→ **What you will do**
Your task is to print all of the material verbatim.

→ **Extracted records**
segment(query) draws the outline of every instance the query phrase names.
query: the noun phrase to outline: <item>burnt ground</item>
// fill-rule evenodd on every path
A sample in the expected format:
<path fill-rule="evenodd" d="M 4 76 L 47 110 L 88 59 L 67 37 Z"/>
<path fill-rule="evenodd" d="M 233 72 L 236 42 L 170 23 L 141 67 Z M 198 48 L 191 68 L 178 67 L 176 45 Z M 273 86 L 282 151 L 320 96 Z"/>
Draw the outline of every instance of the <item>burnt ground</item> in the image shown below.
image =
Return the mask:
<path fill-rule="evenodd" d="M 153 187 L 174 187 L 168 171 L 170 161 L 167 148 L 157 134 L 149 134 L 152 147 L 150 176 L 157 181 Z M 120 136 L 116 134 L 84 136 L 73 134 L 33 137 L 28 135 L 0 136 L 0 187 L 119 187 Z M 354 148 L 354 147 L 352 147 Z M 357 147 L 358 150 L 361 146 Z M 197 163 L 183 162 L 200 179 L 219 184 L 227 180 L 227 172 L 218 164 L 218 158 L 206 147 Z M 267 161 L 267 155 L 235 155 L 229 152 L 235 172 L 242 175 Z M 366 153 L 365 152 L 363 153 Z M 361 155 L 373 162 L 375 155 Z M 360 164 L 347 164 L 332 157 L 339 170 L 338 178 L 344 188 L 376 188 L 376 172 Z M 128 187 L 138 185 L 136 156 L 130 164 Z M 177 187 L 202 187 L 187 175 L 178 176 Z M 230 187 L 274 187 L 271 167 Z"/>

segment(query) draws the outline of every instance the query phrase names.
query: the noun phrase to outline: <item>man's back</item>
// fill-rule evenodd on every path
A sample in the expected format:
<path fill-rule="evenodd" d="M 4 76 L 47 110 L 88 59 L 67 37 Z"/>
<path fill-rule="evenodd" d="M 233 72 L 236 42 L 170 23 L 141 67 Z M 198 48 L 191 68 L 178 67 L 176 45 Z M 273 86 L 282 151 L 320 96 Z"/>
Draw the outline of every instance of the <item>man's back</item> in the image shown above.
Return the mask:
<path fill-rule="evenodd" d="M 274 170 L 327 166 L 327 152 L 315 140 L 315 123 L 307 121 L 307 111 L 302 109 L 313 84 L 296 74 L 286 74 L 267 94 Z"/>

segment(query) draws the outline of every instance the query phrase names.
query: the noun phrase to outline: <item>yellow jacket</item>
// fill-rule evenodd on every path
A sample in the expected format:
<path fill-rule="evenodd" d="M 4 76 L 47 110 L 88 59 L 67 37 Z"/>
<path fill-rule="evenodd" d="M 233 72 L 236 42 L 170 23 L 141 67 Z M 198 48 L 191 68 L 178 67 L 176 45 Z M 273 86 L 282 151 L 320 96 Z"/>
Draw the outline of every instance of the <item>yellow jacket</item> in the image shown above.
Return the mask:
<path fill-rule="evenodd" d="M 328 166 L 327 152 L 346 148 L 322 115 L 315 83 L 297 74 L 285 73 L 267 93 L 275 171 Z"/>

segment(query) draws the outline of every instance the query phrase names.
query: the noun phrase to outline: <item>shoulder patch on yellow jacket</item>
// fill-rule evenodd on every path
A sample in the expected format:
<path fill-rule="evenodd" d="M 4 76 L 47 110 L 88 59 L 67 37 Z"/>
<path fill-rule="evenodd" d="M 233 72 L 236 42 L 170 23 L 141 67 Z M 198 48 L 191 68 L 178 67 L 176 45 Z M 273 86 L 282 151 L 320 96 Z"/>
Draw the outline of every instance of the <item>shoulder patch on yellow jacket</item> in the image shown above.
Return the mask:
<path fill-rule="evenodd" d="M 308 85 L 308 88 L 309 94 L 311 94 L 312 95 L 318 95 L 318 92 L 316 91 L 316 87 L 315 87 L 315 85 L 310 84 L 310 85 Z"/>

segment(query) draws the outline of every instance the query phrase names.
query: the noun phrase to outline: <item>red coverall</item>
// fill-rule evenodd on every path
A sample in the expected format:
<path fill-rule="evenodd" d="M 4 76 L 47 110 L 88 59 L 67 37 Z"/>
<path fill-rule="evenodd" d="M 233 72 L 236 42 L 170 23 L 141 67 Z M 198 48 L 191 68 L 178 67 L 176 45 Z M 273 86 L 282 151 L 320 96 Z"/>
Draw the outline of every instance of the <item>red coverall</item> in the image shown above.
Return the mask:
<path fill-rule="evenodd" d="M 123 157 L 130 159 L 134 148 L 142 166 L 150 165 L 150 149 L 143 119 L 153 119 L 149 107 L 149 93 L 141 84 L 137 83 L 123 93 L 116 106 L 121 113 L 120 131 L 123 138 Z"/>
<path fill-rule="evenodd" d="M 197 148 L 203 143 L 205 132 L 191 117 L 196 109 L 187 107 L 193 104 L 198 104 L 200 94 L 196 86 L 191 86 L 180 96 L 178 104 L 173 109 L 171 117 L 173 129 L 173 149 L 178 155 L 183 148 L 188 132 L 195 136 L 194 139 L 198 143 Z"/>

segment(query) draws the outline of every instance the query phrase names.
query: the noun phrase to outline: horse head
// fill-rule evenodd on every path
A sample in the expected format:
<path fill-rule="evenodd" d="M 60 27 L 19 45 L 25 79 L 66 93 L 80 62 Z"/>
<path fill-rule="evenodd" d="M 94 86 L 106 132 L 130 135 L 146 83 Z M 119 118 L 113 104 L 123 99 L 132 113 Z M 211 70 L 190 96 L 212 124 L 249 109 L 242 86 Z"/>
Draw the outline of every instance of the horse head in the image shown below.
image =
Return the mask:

→ **Written response**
segment(query) draws the outline of every instance the query phrase names.
query: the noun phrase to outline: <item>burnt ground</item>
// fill-rule evenodd on every path
A sample in the expected format:
<path fill-rule="evenodd" d="M 4 76 L 47 110 L 88 59 L 67 37 Z"/>
<path fill-rule="evenodd" d="M 233 72 L 236 42 L 170 23 L 141 67 Z M 198 48 L 191 68 L 178 67 L 176 45 Z M 273 86 L 282 151 L 320 96 Z"/>
Draw the outline of every instance of the <item>burnt ground</item> in the image shown below.
image =
Return the mask:
<path fill-rule="evenodd" d="M 153 187 L 174 187 L 168 171 L 170 161 L 167 148 L 157 134 L 149 134 L 152 147 L 150 176 L 157 181 Z M 120 136 L 116 134 L 84 136 L 73 134 L 33 137 L 28 135 L 0 136 L 0 187 L 119 187 Z M 354 148 L 354 147 L 352 147 Z M 357 147 L 358 150 L 361 146 Z M 197 163 L 183 162 L 200 179 L 219 184 L 227 180 L 227 172 L 218 164 L 218 158 L 206 147 Z M 267 161 L 267 155 L 235 155 L 229 152 L 235 172 L 242 175 Z M 366 153 L 365 152 L 363 153 Z M 361 155 L 373 162 L 375 155 Z M 360 164 L 347 164 L 332 157 L 339 170 L 338 178 L 344 188 L 376 188 L 376 172 Z M 128 187 L 138 185 L 136 156 L 130 164 Z M 177 187 L 202 187 L 187 175 L 178 176 Z M 230 187 L 274 187 L 271 167 Z"/>

segment(query) draws the outline of every instance the query phrase names.
query: the noun phrase to outline: <item>man's back</item>
// fill-rule evenodd on every path
A sample in the expected format:
<path fill-rule="evenodd" d="M 4 76 L 47 110 L 88 59 L 67 37 Z"/>
<path fill-rule="evenodd" d="M 233 72 L 236 42 L 170 23 L 141 67 Z M 198 48 L 191 68 L 178 67 L 176 45 Z M 273 86 L 282 151 L 320 96 Z"/>
Draw the outline of every instance of the <item>man's back</item> in the image shown above.
Return the mask:
<path fill-rule="evenodd" d="M 274 170 L 327 166 L 327 152 L 315 140 L 315 123 L 307 121 L 307 111 L 302 109 L 313 84 L 296 74 L 286 74 L 267 94 Z"/>

segment(query) draws the outline of every instance the query phrase names.
query: the noun phrase to outline: <item>yellow jacket</item>
// fill-rule evenodd on every path
A sample in the expected format:
<path fill-rule="evenodd" d="M 4 76 L 47 110 L 88 59 L 67 37 Z"/>
<path fill-rule="evenodd" d="M 233 72 L 236 42 L 170 23 L 141 67 Z M 198 48 L 191 68 L 178 67 L 176 45 Z M 273 86 L 282 151 L 320 96 Z"/>
Draw the outline of every instance of the <item>yellow jacket</item> in the image shown above.
Return the mask:
<path fill-rule="evenodd" d="M 328 166 L 327 152 L 346 148 L 322 115 L 315 83 L 297 74 L 285 73 L 267 93 L 275 171 Z"/>

segment(query) draws the outline of every instance the query phrase names.
query: the noun phrase to outline: <item>shoulder patch on yellow jacket</item>
// fill-rule evenodd on every path
A sample in the expected format:
<path fill-rule="evenodd" d="M 4 76 L 47 110 L 88 59 L 67 37 Z"/>
<path fill-rule="evenodd" d="M 233 72 L 236 42 L 170 23 L 141 67 Z M 198 48 L 191 68 L 178 67 L 176 45 Z M 273 86 L 282 151 L 320 96 Z"/>
Draw the outline of every instance of the <item>shoulder patch on yellow jacket</item> in the image shown above.
Return the mask:
<path fill-rule="evenodd" d="M 308 85 L 308 88 L 309 94 L 311 94 L 312 95 L 318 95 L 318 92 L 316 91 L 316 87 L 315 87 L 315 85 L 310 84 L 310 85 Z"/>

segment(query) draws the outline of every instance the query phrase names.
query: the noun phrase to outline: <item>red coverall</item>
// fill-rule evenodd on every path
A sample in the expected format:
<path fill-rule="evenodd" d="M 4 76 L 47 110 L 88 59 L 67 37 Z"/>
<path fill-rule="evenodd" d="M 233 72 L 236 42 L 170 23 L 141 67 Z M 198 48 L 191 68 L 178 67 L 176 45 Z M 273 86 L 282 151 L 320 96 Z"/>
Draw the outline of every instance of the <item>red coverall</item> in the image shown above.
Return the mask:
<path fill-rule="evenodd" d="M 123 157 L 130 159 L 134 148 L 142 166 L 150 165 L 150 149 L 143 119 L 153 119 L 149 107 L 149 93 L 141 84 L 137 83 L 123 93 L 116 106 L 121 113 L 120 131 L 123 138 Z"/>
<path fill-rule="evenodd" d="M 197 148 L 203 143 L 205 132 L 191 117 L 196 109 L 187 107 L 193 104 L 198 104 L 200 94 L 196 86 L 191 86 L 180 96 L 178 104 L 173 109 L 171 117 L 173 129 L 173 149 L 178 155 L 183 148 L 188 132 L 195 136 L 194 139 L 198 143 Z"/>

segment(query) draws the outline of every instance the query phrase names.
query: the noun phrase to outline: horse head
// fill-rule evenodd on every path
A sample in the expected format:
<path fill-rule="evenodd" d="M 60 27 L 19 45 L 25 79 L 66 93 L 80 62 Z"/>
<path fill-rule="evenodd" d="M 94 86 L 106 132 L 130 135 L 146 83 Z M 119 118 L 113 104 L 123 99 L 132 113 Z M 211 70 L 190 96 L 212 124 L 249 109 L 242 86 Z"/>
Draw the outline of every instance of the horse head in the image shown below.
image =
Return the mask:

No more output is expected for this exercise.